- **WHAT IS BEING ASKED**
Copy out all the items below with "per instance" changed to "for each instance" everywhere it appears and nothing else altered. Leave the pictures out of your copy.

+++ PROVIDED MATERIAL +++

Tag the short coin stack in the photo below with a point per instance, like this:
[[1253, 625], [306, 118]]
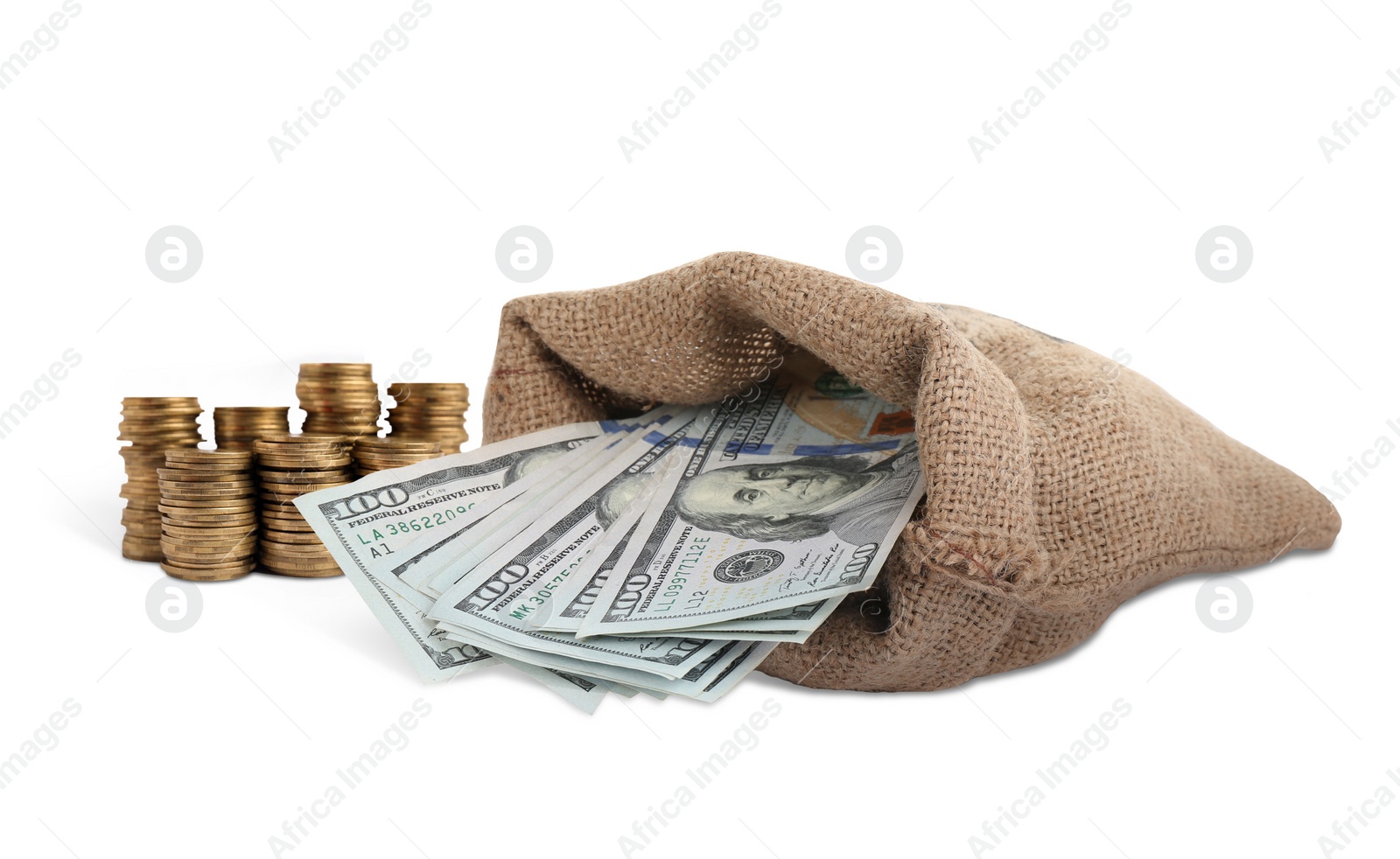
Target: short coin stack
[[375, 453], [430, 412], [238, 427], [290, 466], [151, 424], [209, 515], [340, 399]]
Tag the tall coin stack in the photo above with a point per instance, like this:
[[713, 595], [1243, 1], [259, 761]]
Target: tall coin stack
[[378, 453], [340, 399], [209, 515], [238, 427], [290, 466], [430, 412], [151, 424]]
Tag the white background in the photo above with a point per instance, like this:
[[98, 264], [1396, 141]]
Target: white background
[[375, 237]]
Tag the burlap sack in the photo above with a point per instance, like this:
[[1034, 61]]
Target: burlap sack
[[1059, 481]]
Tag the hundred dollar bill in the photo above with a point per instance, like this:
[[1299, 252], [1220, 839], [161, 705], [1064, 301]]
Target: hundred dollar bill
[[416, 562], [496, 599], [375, 515], [790, 499], [602, 457], [706, 681]]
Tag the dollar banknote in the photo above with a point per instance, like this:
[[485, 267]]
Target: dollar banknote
[[790, 499], [665, 555], [434, 571], [375, 516], [496, 599]]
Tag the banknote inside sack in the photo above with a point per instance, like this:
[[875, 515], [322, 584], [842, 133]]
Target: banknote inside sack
[[664, 555]]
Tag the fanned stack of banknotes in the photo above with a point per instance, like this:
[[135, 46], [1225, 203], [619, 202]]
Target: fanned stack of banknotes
[[664, 555]]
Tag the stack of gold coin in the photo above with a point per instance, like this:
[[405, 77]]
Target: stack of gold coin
[[340, 399], [430, 412], [290, 466], [238, 427], [377, 453], [209, 515], [151, 424]]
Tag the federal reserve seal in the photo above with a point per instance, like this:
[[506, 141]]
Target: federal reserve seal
[[748, 565]]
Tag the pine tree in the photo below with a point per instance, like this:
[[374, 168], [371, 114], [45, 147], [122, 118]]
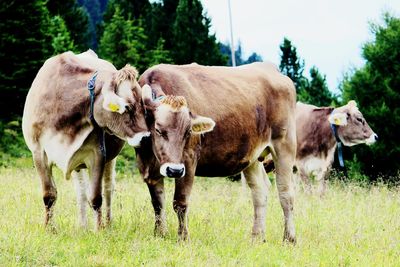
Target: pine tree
[[254, 57], [25, 44], [61, 37], [191, 39], [316, 90], [119, 43], [93, 9], [158, 55], [291, 65], [76, 19], [376, 89]]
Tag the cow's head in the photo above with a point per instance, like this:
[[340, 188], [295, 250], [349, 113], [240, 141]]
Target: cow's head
[[171, 130], [353, 128], [119, 109]]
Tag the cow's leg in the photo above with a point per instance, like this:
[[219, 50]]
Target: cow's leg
[[258, 182], [80, 181], [285, 150], [157, 194], [305, 179], [183, 187], [323, 181], [48, 186], [95, 199], [109, 183]]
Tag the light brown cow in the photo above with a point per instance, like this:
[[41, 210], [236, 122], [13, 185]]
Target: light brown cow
[[249, 109], [58, 130], [316, 141]]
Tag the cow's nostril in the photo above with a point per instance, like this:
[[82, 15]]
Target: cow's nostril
[[175, 172]]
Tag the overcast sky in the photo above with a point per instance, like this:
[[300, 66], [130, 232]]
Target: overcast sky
[[327, 33]]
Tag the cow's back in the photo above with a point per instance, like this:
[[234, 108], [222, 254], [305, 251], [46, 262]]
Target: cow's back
[[250, 105]]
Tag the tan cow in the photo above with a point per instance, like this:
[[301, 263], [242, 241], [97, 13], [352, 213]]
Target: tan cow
[[316, 141], [248, 109], [58, 129]]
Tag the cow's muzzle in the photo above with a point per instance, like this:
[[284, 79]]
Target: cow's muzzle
[[137, 138], [172, 170], [372, 139]]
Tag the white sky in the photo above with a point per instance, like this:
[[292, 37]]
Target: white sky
[[327, 33]]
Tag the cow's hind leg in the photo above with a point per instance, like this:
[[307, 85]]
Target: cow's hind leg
[[284, 157], [258, 182], [80, 180], [96, 174], [156, 189], [48, 185], [109, 183], [183, 187]]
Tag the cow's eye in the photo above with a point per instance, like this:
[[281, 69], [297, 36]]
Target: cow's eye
[[187, 133], [162, 133]]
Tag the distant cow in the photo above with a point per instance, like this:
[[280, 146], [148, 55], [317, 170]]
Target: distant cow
[[249, 109], [63, 125], [319, 129]]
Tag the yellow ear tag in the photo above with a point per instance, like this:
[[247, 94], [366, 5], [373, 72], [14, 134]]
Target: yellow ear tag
[[197, 128], [113, 107]]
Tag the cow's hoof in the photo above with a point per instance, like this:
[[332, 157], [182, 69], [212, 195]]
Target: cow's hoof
[[160, 231], [289, 239], [51, 228], [258, 238]]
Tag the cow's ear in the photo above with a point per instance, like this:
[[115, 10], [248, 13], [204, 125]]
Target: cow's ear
[[338, 118], [114, 103], [202, 124], [352, 103]]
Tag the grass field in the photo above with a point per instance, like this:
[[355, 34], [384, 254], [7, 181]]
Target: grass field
[[350, 226]]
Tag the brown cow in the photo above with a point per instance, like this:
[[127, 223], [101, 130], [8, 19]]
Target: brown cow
[[316, 141], [252, 108], [59, 131]]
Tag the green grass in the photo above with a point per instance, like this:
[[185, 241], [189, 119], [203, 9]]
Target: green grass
[[350, 226]]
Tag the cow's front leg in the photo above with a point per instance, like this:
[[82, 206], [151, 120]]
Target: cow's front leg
[[183, 187], [305, 179], [284, 158], [95, 198], [256, 178], [48, 185], [109, 183], [156, 189], [80, 181]]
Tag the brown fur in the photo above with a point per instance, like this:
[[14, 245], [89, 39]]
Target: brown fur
[[58, 105], [252, 107], [176, 102], [127, 73]]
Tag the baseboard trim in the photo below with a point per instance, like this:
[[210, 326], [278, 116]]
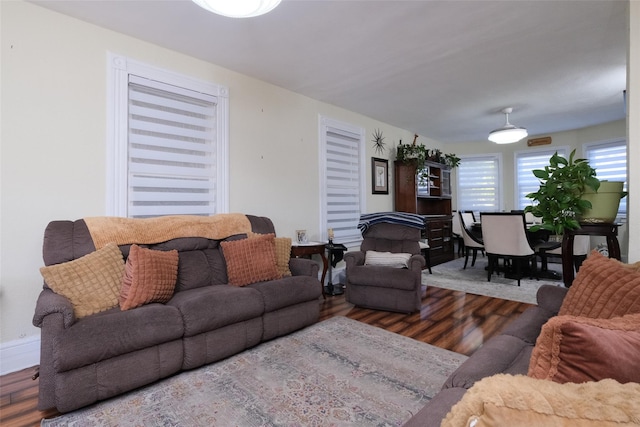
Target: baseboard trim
[[19, 354]]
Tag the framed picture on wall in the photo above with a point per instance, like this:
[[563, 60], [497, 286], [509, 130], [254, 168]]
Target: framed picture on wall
[[379, 176]]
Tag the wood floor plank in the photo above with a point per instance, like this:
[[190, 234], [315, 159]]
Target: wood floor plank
[[452, 320]]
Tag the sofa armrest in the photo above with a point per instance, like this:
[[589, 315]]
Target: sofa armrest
[[550, 297], [416, 262], [48, 303], [303, 267], [354, 258]]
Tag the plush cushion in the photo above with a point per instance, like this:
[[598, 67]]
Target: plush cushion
[[579, 349], [603, 288], [250, 260], [505, 400], [150, 276], [387, 259], [91, 283], [283, 255]]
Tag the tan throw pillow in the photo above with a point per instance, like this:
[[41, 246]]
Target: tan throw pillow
[[283, 252], [250, 260], [578, 349], [506, 400], [603, 288], [387, 259], [150, 276], [91, 283]]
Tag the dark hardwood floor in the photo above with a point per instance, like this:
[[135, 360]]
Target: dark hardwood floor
[[449, 319]]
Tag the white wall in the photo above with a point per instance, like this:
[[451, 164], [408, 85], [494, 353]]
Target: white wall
[[53, 129], [633, 130]]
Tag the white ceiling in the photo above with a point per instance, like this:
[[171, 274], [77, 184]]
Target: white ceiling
[[443, 69]]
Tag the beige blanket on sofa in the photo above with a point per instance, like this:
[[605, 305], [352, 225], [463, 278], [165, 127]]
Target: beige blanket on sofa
[[124, 231]]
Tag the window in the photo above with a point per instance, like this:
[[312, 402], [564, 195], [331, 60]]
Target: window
[[479, 180], [525, 163], [609, 159], [342, 180], [167, 145]]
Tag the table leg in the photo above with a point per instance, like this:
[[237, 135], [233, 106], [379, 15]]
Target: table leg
[[567, 259]]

+++

- **RESULT OF THIS TASK**
Tag the short coin stack in the photo below with a point for each instance, like this:
[[1253, 625], [306, 118]]
Target: short coin stack
[[375, 453], [430, 412], [238, 427], [290, 466], [151, 424], [209, 515], [340, 399]]
Tag the tall coin stack in the photo above with a point for each instance, like this:
[[713, 595], [1243, 1], [259, 761]]
Target: tall coin stack
[[378, 453], [340, 399], [209, 515], [238, 427], [290, 466], [430, 412], [151, 424]]
Tag the white background in the photo above with a point for each instance, like this:
[[98, 264], [1396, 141]]
Target: white background
[[375, 237]]
Tag the burlap sack in the photo above with a point for each instance, like this:
[[1034, 61]]
Target: burlap sack
[[1059, 481]]
Tag the hundred dollar bill in the photo above with a point for each instance, like this:
[[1299, 252], [1220, 839], [161, 705], [1064, 301]]
Target: hundred dollar bill
[[416, 562], [496, 599], [375, 515], [790, 499], [602, 457], [706, 681]]
Tag the dollar banknote in the photo above with a point for each instance, like this:
[[485, 267]]
Target: dollar banknote
[[790, 499], [665, 555], [434, 571], [375, 516], [496, 599]]
Tag the banknote inside sack in the photo above with a point for each instance, like this:
[[875, 515], [322, 584], [842, 133]]
Target: banknote inside sack
[[664, 555]]
Tag the fanned stack of banknotes in the photo above with a point for each instance, like this:
[[135, 46], [1225, 203], [619, 202]]
Target: fanned stack of banknotes
[[664, 555]]
Tag the stack of gold coin in the photo above with a point for each instance, like this:
[[405, 77]]
Target: stack of gold coin
[[340, 399], [430, 412], [290, 466], [238, 427], [377, 453], [209, 515], [151, 424]]
Tag the federal reserve seal in the photo above with a point for each instance, like this:
[[506, 141]]
Target: federal reserve seal
[[748, 565]]
Tag the pine tree in the photo below with a point for each instance, like this:
[[374, 168], [371, 114], [45, 147], [122, 118]]
Target: pine tree
[[254, 57], [25, 44], [61, 37], [191, 39], [316, 90], [119, 43], [93, 9], [158, 55], [291, 65], [76, 19], [376, 89]]
Tag the cow's head in the photo above with a point for each instance, like this:
[[340, 188], [295, 250], [349, 113], [240, 141]]
Target: cow's head
[[171, 130], [353, 128], [119, 109]]
Tag the cow's leg in the photo above with a point for each instance, like this:
[[219, 50]]
Target: cow's leg
[[258, 182], [80, 181], [285, 150], [157, 194], [305, 179], [183, 187], [323, 181], [48, 186], [95, 199], [109, 183]]
Tag the light brown cow in the photo above with a point for each instance, like this:
[[41, 210], [236, 122], [13, 185]]
Target: light brown cow
[[249, 109], [58, 130], [316, 141]]
Tag the cow's nostril in the photo above with a point for each instance, like this:
[[82, 15]]
Target: cow's nostril
[[175, 172]]
Tag the overcast sky in the photo above with a point for each instance, like this:
[[300, 66], [130, 232]]
Target: overcast sky
[[327, 33]]
Tag the cow's back in the photo above with a point for each instance, like this:
[[234, 108], [222, 254], [305, 251], [46, 262]]
Target: cow's back
[[250, 105]]
Tag the tan cow in the photo above with a point for each instance, like this:
[[301, 263], [242, 241], [97, 13], [352, 213]]
Target: tan cow
[[316, 141], [248, 109], [58, 129]]
Tag the cow's muzzle in the photo above with a point for each instance, like this:
[[284, 79]]
Target: cow's muzzle
[[137, 138], [172, 170], [372, 139]]
Tag the white sky in the photo above with a point for each instance, like this:
[[292, 37]]
Target: white sky
[[327, 33]]
Tag the cow's hind leg in the photo above with a point for each instance, like this:
[[307, 85]]
Target: cow's hind leg
[[284, 157], [258, 182], [80, 180], [96, 174], [156, 189], [48, 185], [109, 183], [183, 187]]
Tag the cow's eye in the photo above with a point for each instance, like this:
[[281, 69], [297, 36]]
Target: cow's eye
[[187, 133], [162, 133]]
Tag the distant cow in the photo above with a point for each instance, like this:
[[280, 146], [148, 55], [317, 170]]
Target: distant cow
[[249, 109], [63, 125], [319, 129]]
Tag the yellow ear tag in the photo above with a point for each instance, like this:
[[247, 94], [366, 5], [373, 72], [14, 134]]
Target: yellow ear tag
[[197, 128], [113, 107]]
Tag the cow's hoof in the photo above with a point for each instance, like this:
[[332, 157], [182, 69], [212, 195]]
Target: cow's hoof
[[160, 231], [289, 239], [51, 228], [258, 238]]
Tag the cow's ear in the photo above with a point for each instance, like this:
[[115, 10], [248, 13], [204, 125]]
Target: cow's ear
[[338, 118], [114, 103], [202, 124], [352, 103]]
Tag the grass field in the photo above with a point for each instance, like this:
[[355, 34], [384, 254], [7, 181]]
Target: grass field
[[350, 226]]
Tag the brown cow in the photo above with a point for each instance, like this:
[[127, 223], [101, 130], [8, 19]]
Target: brown cow
[[316, 141], [252, 108], [59, 131]]
Tag the green grass in the photo above with a point for each instance, like this:
[[185, 241], [189, 119], [203, 9]]
Target: green grass
[[350, 226]]
Tag the cow's front leg in the photo above with a point for each instance, like this:
[[82, 206], [151, 120]]
Target: cow's front leg
[[183, 187], [305, 179], [284, 158], [95, 198], [256, 178], [48, 185], [109, 183], [156, 189], [80, 181]]
Tag the brown fur in the photo above with a point for each instance, like this:
[[14, 245], [89, 39]]
Target: brown fur
[[58, 105], [252, 107], [176, 102], [127, 73]]
Tag the baseboard trim in the photo below with a point for each instance, like this:
[[210, 326], [278, 116]]
Target: baseboard trim
[[19, 354]]
Tag the framed picture on wall in the photo above with a point for each instance, like this:
[[563, 60], [497, 286], [509, 130], [254, 168]]
Target: framed picture on wall
[[379, 176]]
Tag the wood floor plank in the photo above with a point for each instance, like this:
[[190, 234], [315, 159]]
Target: wood floor plank
[[452, 320]]
Tag the sofa armrest in the photo above with a point for each instance, like this:
[[589, 315]]
Target: sofa armrest
[[550, 297], [416, 262], [48, 303], [303, 267], [354, 258]]
Tag the plush cushion in the photo above with a point for each instance, like this:
[[598, 67]]
Target: plush cushion
[[579, 349], [603, 288], [250, 260], [505, 400], [150, 276], [387, 259], [91, 283], [283, 255]]
Tag the tan throw pillow in the photo above with a point for each instance, like this:
[[41, 246]]
Target: tan throw pillow
[[283, 252], [250, 260], [578, 349], [506, 400], [603, 288], [387, 259], [150, 276], [91, 283]]
Tag the dark hardwood floor in the photo above with a point for each instance, like this:
[[135, 360]]
Target: dark hardwood floor
[[449, 319]]
Tag the white wall in the photo above with a point for each instance, like this:
[[451, 164], [408, 85], [494, 353]]
Target: white wall
[[53, 129], [633, 130]]
Tag the white ceiling in the photo above with a point for each instance, like this:
[[171, 274], [77, 184]]
Target: white ceiling
[[443, 69]]
Tag the beige blanket on sofa in the photo above with a point for each instance, like this:
[[605, 305], [352, 225], [463, 278], [165, 127]]
Target: beige blanket on sofa
[[124, 231]]
Tag the window in the photo above with a point for each instance, like this:
[[312, 402], [564, 195], [331, 60]]
Target: window
[[479, 180], [525, 163], [609, 159], [342, 180], [167, 145]]
Tag the table leg in the photo above with a point for each instance, like this:
[[237, 135], [233, 106], [379, 15]]
Target: table leg
[[567, 259]]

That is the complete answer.